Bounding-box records
++++++++++

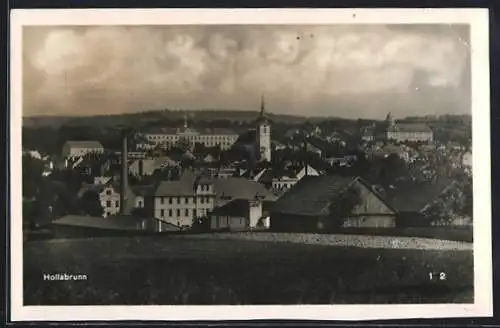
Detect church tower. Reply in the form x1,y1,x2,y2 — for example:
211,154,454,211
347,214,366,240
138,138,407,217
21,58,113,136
256,96,271,162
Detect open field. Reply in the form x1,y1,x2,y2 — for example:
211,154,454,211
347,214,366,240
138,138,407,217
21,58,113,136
24,233,473,305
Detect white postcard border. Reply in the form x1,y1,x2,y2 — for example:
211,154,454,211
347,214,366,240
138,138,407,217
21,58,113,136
10,9,493,321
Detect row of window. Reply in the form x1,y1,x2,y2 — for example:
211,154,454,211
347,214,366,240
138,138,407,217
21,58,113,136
160,208,207,218
159,196,210,204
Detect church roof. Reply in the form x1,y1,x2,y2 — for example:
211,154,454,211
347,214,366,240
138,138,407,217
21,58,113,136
389,122,432,133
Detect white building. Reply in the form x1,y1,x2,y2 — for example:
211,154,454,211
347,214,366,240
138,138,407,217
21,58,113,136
78,181,135,217
62,140,104,158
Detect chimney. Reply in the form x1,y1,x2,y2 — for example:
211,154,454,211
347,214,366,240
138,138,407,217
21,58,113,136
120,131,129,215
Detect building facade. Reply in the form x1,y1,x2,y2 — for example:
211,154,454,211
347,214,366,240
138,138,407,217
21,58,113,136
152,172,215,227
256,97,271,162
62,140,104,158
137,116,238,150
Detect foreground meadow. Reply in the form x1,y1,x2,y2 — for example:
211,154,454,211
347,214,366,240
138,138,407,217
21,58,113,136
24,234,474,305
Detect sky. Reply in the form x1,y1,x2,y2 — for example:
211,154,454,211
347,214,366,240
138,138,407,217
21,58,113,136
23,24,471,119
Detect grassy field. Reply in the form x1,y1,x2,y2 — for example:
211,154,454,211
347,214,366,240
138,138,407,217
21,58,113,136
24,236,473,305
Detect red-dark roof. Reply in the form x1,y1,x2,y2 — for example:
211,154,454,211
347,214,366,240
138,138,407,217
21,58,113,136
386,179,456,213
52,215,141,231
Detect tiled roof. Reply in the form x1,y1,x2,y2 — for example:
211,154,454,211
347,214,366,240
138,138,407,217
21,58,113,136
271,175,354,215
386,179,454,212
213,199,250,217
66,140,104,148
214,177,275,200
52,215,144,230
154,170,211,197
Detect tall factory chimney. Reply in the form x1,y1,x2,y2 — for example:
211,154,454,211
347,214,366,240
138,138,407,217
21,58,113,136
120,130,129,215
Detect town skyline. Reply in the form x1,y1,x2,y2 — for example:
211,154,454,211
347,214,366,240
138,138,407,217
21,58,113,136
23,24,471,119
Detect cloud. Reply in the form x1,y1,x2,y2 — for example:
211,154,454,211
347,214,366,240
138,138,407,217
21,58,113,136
23,25,470,117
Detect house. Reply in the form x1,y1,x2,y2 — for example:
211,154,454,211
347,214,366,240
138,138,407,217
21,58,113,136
462,151,472,171
129,156,180,177
51,215,150,238
209,199,262,231
77,180,135,217
385,113,433,142
130,186,153,209
209,177,276,207
385,178,463,227
270,175,396,232
62,140,104,158
94,176,112,185
23,150,42,160
145,170,215,227
137,122,238,149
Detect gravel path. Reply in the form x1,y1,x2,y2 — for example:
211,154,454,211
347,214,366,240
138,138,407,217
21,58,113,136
189,232,473,250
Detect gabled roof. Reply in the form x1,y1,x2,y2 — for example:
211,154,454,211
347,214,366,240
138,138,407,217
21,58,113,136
389,122,432,132
154,170,211,197
52,215,140,231
65,140,104,148
213,199,254,217
386,179,456,213
272,175,355,215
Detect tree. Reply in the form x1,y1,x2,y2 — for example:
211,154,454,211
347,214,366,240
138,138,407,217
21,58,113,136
78,191,104,216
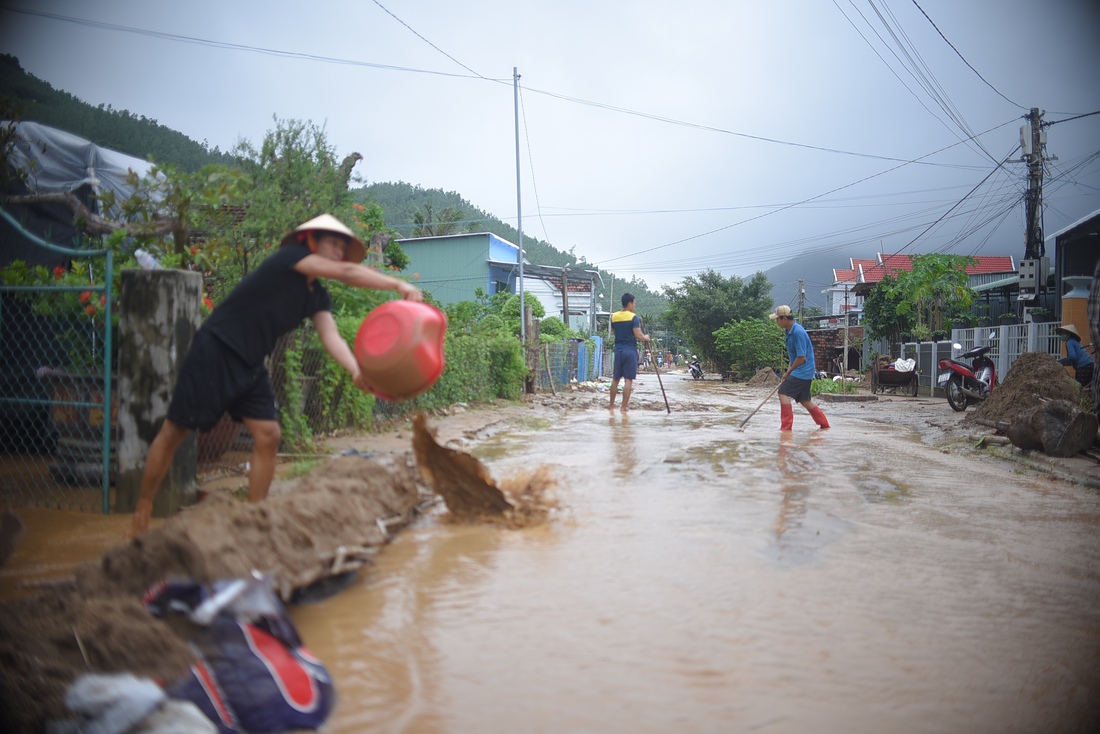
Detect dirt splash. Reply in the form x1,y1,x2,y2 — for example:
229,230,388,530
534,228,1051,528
413,415,560,528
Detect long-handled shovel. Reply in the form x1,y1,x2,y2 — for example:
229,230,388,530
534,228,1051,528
646,341,672,415
737,383,783,430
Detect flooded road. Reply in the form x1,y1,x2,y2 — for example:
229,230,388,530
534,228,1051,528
294,375,1100,733
0,375,1100,734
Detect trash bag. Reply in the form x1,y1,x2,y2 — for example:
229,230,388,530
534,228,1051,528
143,577,336,734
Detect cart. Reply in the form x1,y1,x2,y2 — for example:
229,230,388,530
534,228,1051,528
871,359,921,397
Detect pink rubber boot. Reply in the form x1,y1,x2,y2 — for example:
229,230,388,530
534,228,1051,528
779,403,794,430
810,405,828,428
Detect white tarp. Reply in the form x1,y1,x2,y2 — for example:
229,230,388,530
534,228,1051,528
0,121,153,207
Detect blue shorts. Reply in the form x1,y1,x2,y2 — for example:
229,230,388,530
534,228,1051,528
168,329,276,430
612,348,638,380
779,377,814,403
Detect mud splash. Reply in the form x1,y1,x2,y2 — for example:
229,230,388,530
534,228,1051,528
413,415,561,528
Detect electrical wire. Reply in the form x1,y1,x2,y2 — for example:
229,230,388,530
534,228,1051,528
913,0,1029,110
373,0,486,79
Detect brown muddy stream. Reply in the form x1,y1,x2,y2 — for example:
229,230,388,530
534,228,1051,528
0,375,1100,733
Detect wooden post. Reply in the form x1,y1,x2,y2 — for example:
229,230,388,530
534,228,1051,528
524,304,539,395
116,270,202,517
542,344,558,395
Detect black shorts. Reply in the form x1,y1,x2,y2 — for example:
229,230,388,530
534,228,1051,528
612,347,638,380
168,329,275,430
779,377,814,403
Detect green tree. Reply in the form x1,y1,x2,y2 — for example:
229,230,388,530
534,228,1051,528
413,204,464,237
714,319,787,374
234,118,363,275
864,275,916,342
889,254,976,331
664,270,772,361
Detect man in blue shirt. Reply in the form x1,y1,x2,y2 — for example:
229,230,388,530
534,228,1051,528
769,306,828,430
607,293,649,413
1054,324,1093,390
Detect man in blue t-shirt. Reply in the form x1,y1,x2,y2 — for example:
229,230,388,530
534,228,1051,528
607,293,649,413
769,306,828,430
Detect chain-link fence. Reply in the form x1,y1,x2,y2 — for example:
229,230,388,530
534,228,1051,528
0,249,118,513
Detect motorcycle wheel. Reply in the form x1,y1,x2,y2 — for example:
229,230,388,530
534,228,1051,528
944,380,970,413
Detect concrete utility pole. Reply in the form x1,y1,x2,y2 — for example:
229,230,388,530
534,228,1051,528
607,275,615,339
561,265,569,329
1020,107,1046,258
840,283,848,375
512,66,527,344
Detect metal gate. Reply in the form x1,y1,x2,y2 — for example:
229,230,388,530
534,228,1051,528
0,210,118,514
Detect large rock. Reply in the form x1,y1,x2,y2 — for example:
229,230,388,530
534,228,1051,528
1004,401,1097,457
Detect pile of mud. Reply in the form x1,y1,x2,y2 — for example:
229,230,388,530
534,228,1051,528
745,368,782,387
963,352,1080,425
0,418,557,732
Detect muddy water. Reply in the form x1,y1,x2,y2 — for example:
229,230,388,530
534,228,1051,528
295,376,1100,732
0,376,1100,733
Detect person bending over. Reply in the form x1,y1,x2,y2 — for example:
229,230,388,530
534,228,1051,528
130,215,422,537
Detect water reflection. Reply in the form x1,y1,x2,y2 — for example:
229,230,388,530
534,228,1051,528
607,413,638,479
776,431,814,543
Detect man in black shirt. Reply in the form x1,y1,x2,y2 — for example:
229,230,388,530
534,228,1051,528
130,215,422,536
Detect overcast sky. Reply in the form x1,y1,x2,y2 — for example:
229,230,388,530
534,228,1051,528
0,0,1100,297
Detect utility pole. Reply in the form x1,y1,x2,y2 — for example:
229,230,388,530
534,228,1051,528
1018,107,1051,306
840,283,848,376
607,275,615,339
1021,107,1046,260
512,66,527,344
561,265,570,329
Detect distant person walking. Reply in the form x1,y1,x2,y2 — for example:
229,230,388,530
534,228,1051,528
607,293,649,413
768,306,828,430
1054,324,1093,390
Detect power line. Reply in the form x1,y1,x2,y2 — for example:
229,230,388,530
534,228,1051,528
913,0,1029,110
4,8,497,81
374,0,486,79
601,119,1015,264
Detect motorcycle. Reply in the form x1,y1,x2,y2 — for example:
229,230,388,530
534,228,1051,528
936,344,997,412
688,358,703,380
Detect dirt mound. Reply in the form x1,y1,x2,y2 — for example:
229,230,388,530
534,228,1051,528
0,417,558,732
0,457,420,732
745,368,782,387
963,352,1080,425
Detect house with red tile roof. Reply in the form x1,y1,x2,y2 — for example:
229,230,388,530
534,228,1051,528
822,253,1016,316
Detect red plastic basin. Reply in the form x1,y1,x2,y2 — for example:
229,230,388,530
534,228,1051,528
354,300,447,403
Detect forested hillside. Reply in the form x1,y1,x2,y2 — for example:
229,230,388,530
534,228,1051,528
0,54,667,316
359,182,668,316
0,54,235,172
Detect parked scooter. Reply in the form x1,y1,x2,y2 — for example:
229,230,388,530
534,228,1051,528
688,354,703,380
936,335,997,412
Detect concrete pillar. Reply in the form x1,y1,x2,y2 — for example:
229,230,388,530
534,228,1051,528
114,270,202,517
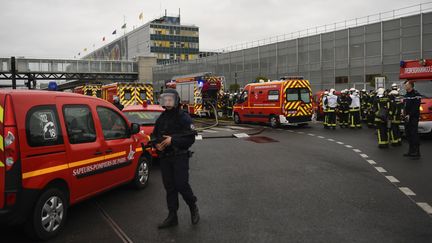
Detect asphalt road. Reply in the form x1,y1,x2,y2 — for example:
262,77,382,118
0,121,432,243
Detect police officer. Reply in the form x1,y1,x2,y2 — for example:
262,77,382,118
404,81,421,158
321,90,329,128
113,96,124,110
338,89,351,128
389,88,403,146
349,88,361,128
152,89,200,229
326,89,338,129
360,89,369,123
373,88,390,148
367,90,376,128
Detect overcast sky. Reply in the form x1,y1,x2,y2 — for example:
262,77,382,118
0,0,424,58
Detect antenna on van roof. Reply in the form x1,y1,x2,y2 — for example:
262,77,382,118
280,76,304,80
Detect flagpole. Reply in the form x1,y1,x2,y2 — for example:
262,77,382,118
123,15,126,35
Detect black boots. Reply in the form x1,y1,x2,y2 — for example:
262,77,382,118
190,204,200,225
158,204,200,229
158,212,178,229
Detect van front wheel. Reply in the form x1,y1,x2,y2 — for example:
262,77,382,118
25,188,68,240
270,115,280,128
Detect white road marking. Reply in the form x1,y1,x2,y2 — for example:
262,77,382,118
367,159,376,165
203,129,218,133
399,187,416,196
225,126,250,130
375,167,387,173
233,133,249,138
212,127,232,132
417,202,432,214
386,176,400,183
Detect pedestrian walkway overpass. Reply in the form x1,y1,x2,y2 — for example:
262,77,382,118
0,57,138,89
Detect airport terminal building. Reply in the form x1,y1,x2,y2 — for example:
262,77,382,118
153,4,432,90
84,15,199,64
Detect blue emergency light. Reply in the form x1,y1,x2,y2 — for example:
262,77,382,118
48,81,57,91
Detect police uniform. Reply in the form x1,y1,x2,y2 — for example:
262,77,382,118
326,91,338,129
321,94,328,128
349,91,361,128
153,90,199,228
389,91,403,146
367,91,376,128
339,92,351,127
374,91,390,148
360,90,369,123
404,89,421,157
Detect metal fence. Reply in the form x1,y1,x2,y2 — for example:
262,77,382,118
153,3,432,92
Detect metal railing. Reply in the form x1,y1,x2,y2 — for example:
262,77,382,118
160,2,432,64
4,58,138,73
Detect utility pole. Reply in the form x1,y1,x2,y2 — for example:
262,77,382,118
11,57,16,89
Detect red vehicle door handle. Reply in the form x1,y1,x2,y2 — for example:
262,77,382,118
94,151,102,155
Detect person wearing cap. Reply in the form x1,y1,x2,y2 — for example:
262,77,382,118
113,96,124,110
326,89,338,129
389,89,403,146
373,88,390,148
321,90,329,128
152,89,200,229
360,89,369,123
367,90,376,128
349,88,361,128
403,81,422,158
338,89,351,128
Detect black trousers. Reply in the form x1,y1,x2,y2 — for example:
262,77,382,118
375,121,389,146
405,117,420,154
349,108,361,128
390,121,402,144
327,108,336,127
160,154,197,212
339,110,349,126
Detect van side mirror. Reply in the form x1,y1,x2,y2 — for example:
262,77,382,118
131,123,140,134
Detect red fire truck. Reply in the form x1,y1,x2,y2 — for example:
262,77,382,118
166,73,225,116
399,59,432,134
234,77,312,127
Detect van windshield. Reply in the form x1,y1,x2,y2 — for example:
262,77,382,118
285,88,310,103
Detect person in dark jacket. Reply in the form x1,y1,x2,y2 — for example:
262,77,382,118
152,89,200,229
404,81,422,158
113,96,124,110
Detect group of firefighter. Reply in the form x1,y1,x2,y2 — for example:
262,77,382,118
322,84,403,148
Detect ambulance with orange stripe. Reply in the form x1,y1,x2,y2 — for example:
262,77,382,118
0,90,149,240
233,76,313,127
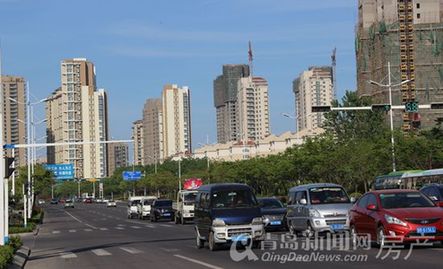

++++++++++

WHAT IS REQUIRED ::
Rewrite the part of the listing that opens with its first line and closes with the line containing "24,233,473,305", substituting "Locate" for "Detect" and leaving everything else unchanged. Leave the pictures out of the answer.

WORKED ANSWER ::
Locate church tower. Reply in the form x1,y1,x2,y2 — for example:
211,154,454,211
347,214,366,240
138,138,407,217
21,58,113,136
256,96,271,162
Locate open field. Reply in the form x1,y1,x2,y2 — for example:
211,154,454,211
347,214,366,240
138,138,407,217
21,58,113,136
24,233,473,305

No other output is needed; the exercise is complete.